• _Input records_:

** START **

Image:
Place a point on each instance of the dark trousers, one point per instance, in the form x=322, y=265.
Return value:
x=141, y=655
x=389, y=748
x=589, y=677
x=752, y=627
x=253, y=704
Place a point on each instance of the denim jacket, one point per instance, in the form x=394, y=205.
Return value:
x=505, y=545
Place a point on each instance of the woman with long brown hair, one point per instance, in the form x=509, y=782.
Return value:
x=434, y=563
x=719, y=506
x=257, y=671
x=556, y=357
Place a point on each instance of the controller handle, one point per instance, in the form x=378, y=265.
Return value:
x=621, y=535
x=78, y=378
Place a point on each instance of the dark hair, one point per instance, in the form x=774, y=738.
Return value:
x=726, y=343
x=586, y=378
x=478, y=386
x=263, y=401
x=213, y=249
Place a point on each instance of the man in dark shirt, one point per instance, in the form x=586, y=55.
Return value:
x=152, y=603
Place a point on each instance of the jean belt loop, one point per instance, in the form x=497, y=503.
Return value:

** END **

Can you convert all of the data above into a Markdown table with the columns No. and Text, putting each line in its own numbered row and leaving out blank lines?

| No. | Text |
|---|---|
| 1 | Image: |
| 2 | Place a point on each instance of the dark trousers, one point per instance, in the form x=322, y=265. |
| 3 | Return value: |
| 4 | x=141, y=655 |
| 5 | x=389, y=748 |
| 6 | x=589, y=677 |
| 7 | x=752, y=627 |
| 8 | x=253, y=704 |
| 9 | Place a point on each instance of the denim jacket, one point per instance, in the form x=394, y=205. |
| 10 | Return value: |
| 11 | x=505, y=545 |
| 12 | Place a point on each instance of the woman with long brown hair, one point per instance, in the form x=509, y=782. |
| 13 | Return value: |
| 14 | x=434, y=563 |
| 15 | x=719, y=506 |
| 16 | x=257, y=671 |
| 17 | x=556, y=357 |
| 18 | Place a point on each instance of the controller handle, one point per instance, in the form x=378, y=265. |
| 19 | Return value: |
| 20 | x=621, y=535 |
| 21 | x=78, y=378 |
| 22 | Place a point on each instance of the dark hair, one point per instance, in the form x=774, y=738. |
| 23 | Return value: |
| 24 | x=726, y=343 |
| 25 | x=586, y=378 |
| 26 | x=478, y=386 |
| 27 | x=263, y=401 |
| 28 | x=213, y=249 |
| 29 | Place a point on each instance of the man in dark shirt, one point per instance, in the form x=586, y=55. |
| 30 | Return value: |
| 31 | x=152, y=603 |
| 32 | Place a point on each instance of the jean belt loop, one point per instance, in the form x=497, y=503. |
| 33 | Return value: |